▶ _Provided material_:
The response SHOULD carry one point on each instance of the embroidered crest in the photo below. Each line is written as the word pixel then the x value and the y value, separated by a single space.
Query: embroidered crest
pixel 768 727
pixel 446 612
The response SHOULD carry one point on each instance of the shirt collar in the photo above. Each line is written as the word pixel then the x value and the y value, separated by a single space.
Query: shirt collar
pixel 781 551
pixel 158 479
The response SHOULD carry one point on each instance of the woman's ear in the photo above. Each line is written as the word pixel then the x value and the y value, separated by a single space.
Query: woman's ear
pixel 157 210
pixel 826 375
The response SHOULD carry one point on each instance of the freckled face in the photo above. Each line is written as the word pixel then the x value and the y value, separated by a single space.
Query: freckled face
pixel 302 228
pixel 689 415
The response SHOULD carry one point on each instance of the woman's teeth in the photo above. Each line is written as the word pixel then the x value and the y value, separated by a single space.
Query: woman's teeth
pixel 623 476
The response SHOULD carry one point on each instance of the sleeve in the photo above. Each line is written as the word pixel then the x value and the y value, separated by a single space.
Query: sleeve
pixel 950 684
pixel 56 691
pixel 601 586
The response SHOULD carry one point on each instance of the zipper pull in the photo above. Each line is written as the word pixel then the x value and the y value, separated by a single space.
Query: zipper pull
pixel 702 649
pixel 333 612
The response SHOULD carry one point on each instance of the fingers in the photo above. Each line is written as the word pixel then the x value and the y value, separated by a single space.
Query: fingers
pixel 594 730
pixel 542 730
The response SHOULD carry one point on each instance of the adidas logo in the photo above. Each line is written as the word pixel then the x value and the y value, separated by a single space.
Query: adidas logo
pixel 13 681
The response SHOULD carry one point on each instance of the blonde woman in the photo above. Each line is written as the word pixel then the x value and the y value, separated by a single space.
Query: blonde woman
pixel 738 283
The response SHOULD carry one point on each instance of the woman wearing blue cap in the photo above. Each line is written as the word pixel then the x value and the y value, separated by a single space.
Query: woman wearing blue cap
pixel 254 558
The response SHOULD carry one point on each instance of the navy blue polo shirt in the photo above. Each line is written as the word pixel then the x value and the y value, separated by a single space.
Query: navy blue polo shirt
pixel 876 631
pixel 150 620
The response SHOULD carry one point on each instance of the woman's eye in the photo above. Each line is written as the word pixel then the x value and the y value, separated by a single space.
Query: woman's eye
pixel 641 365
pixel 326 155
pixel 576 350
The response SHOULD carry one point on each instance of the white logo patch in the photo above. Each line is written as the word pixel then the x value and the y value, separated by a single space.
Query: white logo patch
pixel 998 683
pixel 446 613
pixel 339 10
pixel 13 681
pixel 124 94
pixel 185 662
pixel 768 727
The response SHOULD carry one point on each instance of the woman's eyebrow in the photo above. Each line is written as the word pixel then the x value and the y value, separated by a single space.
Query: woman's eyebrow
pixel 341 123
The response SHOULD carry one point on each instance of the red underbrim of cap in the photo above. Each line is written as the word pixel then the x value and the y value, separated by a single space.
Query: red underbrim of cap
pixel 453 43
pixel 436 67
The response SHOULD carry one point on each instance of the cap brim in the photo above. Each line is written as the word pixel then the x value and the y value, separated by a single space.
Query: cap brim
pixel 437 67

▶ _What needs to be done_: Return every line of the material above verbatim, in its original order, with nothing added or left out.

▶ _Finished exercise_:
The response SHOULD carry one point on each instance of the embroidered crest in the photo below. Each line is written as the word pixel then the x value and the y value, separated by a single space.
Query: embroidered crest
pixel 768 727
pixel 446 612
The response SHOULD carry one point on each instance of the shirt collar in the photo above. Each line is written as the word pixel then the x value and the y value, separated by a single space.
Query: shirt collar
pixel 781 551
pixel 158 479
The response SHOULD carry one point on each instance of the woman's ear in the photo above. Each line is written as the word pixel then the x value and the y value, separated by a single space.
Query: woman's ear
pixel 157 210
pixel 826 375
The response SHOULD carry one point on each instance of the freckled face in the photo above. Each line is written as the word pixel then the x value and the y value, separated by a single space.
Query: freckled face
pixel 302 228
pixel 689 415
The response SHOULD carry one point on each instance of the woman's teeth in the photo above. Each line is written as the word pixel then the x value and the y value, separated by a single space.
Query: woman's teeth
pixel 623 476
The response SHOULD carry one point on each instance of the sleeve in the photo above. Each line is written as the word pixel then the x value and the y value, separated by a single space.
Query: sleeve
pixel 950 684
pixel 56 691
pixel 601 586
The response SHOULD carry one point on each instance of the zipper pull in the photo above. Each line is written as the word pixel then the x value and the y value, separated by a single space.
Query: zipper pull
pixel 702 649
pixel 333 612
The response SHOULD carry one point on each instance of the fingers in the photo above. Each line is written as the word pixel then the x value and the y value, separated by a single space.
Query: fingers
pixel 594 730
pixel 542 730
The response SHOULD carry one point on each instance of the adidas logo in the photo above. Each line is written as the word pixel then the x value and the y value, separated by a single space.
Query: adidas logo
pixel 13 681
The response SHOULD carry one point on each instance of the blonde woman in the photo above. Each line is written as the word pixel then the x value and the y value, separated by a single space.
Query: blonde woman
pixel 738 283
The response SHOULD carry one point on each instance of the woman wearing blue cap in the photo above. Each line is written as the word pixel then the x value and the y value, separated by a single space.
Query: woman wearing blue cap
pixel 254 558
The response SHOULD carry one point on each instance of the navy blue polo shirt in the photo above. Each line is written as the word pixel then the x value and the y value, separated by a single space.
Query: navy blue polo shirt
pixel 876 631
pixel 150 620
The response SHOULD carry one point on each instance of the woman's eye in the photo above. Each line is written as the word pixel then the x value and the y value, separated by a single space.
Query: woman's eye
pixel 641 365
pixel 326 155
pixel 576 350
The response SHOULD carry one point on each instance of the white logo patch in the photo above. Each line is written as the word pixel then the x value and the y value, separated by a single space.
Query: white logo patch
pixel 998 683
pixel 446 613
pixel 339 10
pixel 13 681
pixel 124 94
pixel 185 662
pixel 768 727
The response SHOULD carry one point on each instance of the woman's eyebrow in the photo above. Each line is written as the word pixel then the x value and the y value, separated by a single space.
Query: woman's eyebrow
pixel 341 123
The response SHOULD carry one point on each instance of the red underbrim of cap in the photo above. Each line is written as the word pixel then the x value and the y value, separated by a single space.
Query: red underbrim of cap
pixel 453 43
pixel 436 67
The response SHOULD carry one point on each instance of the cap brim in the photo above. Each line is written as the word pixel then the x value and the y value, separated by a single space.
Query: cap brim
pixel 437 67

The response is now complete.